DATA ROWS:

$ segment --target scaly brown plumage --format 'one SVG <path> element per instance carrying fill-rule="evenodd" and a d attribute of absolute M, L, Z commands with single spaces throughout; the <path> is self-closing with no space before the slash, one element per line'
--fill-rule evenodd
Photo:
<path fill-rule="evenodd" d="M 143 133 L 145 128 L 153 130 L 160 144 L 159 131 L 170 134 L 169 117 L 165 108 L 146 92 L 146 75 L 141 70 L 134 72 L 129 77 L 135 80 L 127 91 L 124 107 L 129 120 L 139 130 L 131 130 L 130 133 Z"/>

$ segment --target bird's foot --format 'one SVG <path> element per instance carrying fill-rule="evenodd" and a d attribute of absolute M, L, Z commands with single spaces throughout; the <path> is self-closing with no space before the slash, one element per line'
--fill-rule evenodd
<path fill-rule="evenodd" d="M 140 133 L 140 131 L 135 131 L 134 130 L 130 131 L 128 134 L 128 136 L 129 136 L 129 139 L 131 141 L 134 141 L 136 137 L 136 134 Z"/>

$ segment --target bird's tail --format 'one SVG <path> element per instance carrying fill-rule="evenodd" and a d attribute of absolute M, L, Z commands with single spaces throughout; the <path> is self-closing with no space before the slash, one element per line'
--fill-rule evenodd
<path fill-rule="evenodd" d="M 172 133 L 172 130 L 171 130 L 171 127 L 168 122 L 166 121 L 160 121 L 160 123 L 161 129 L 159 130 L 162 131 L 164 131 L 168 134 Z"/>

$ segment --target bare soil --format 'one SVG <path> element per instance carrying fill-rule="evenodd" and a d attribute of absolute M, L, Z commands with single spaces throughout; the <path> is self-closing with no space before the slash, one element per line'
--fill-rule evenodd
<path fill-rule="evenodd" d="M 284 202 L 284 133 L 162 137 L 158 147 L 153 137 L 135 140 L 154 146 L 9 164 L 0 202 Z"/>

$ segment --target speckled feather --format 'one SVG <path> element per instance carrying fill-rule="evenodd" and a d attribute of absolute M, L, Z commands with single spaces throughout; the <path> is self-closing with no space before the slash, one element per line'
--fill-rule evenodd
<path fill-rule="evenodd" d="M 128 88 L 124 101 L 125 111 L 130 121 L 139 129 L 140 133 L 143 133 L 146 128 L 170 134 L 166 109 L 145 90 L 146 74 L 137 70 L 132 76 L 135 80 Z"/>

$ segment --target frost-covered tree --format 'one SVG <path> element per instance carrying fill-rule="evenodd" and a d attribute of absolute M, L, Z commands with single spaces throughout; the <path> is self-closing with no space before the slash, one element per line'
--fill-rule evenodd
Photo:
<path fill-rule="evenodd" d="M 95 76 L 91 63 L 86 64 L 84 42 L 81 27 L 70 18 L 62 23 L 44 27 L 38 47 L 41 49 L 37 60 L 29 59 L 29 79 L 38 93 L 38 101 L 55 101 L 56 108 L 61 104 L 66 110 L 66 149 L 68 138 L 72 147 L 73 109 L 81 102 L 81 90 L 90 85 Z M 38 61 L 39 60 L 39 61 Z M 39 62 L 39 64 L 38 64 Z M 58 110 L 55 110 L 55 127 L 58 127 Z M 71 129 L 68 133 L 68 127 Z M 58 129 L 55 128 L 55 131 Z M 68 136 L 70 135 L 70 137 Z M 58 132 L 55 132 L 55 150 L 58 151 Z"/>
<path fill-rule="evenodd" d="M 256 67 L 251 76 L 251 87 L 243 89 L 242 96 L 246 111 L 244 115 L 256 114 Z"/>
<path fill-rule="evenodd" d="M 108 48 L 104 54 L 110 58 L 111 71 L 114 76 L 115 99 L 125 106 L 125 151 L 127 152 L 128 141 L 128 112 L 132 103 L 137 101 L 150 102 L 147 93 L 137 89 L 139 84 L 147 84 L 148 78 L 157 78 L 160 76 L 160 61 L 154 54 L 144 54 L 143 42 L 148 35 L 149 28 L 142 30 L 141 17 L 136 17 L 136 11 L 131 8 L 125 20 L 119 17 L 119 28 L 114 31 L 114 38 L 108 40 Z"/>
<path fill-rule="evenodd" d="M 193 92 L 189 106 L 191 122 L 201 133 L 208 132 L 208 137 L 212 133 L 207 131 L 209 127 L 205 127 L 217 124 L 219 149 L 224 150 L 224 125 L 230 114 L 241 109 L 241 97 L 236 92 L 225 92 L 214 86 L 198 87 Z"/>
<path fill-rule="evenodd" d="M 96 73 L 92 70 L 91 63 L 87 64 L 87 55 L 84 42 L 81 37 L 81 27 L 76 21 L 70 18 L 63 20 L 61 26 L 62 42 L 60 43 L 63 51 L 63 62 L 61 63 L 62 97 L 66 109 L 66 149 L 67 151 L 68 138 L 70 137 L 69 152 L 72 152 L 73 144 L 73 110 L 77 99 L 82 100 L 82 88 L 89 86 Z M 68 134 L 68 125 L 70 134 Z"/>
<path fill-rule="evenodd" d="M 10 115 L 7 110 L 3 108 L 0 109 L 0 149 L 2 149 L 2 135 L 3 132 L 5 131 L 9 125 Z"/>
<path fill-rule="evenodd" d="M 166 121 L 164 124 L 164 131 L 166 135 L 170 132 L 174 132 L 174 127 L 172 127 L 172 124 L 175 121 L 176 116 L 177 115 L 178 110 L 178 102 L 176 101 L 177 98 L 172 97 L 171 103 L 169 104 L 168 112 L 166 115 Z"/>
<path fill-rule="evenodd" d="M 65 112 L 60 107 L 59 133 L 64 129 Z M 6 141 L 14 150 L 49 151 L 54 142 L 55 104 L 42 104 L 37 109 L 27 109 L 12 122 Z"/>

YOUR OBJECTIVE: Starting at the first line of the entries and ending at the line that contains "140 133 L 140", write those lines out again with "scaly brown plumage" changed to "mottled brown plumage" and nothing else altered.

SOLUTION TO THE PROBLEM:
$ segment --target mottled brown plumage --format 'one SVG <path> element per instance carrying fill-rule="evenodd" and a d attribute of absolute M, L, Z commands with single spaces throughout; the <path> is self-closing with no space before the slash, one element per line'
--fill-rule evenodd
Photo:
<path fill-rule="evenodd" d="M 143 133 L 145 128 L 153 130 L 160 144 L 159 131 L 170 134 L 169 117 L 165 108 L 146 92 L 146 75 L 141 70 L 134 72 L 129 77 L 135 80 L 127 91 L 124 107 L 129 120 L 139 130 L 131 130 L 130 133 Z"/>

$ segment --target bird's foot --format 'one SVG <path> element per instance carrying fill-rule="evenodd" and a d attribute of absolute M, L, Z commands with single spaces throughout; the <path> is self-closing with no space before the slash, one element per line'
--fill-rule evenodd
<path fill-rule="evenodd" d="M 140 133 L 140 131 L 135 131 L 134 130 L 130 131 L 128 134 L 128 136 L 129 136 L 129 139 L 131 141 L 134 141 L 136 137 L 136 134 Z"/>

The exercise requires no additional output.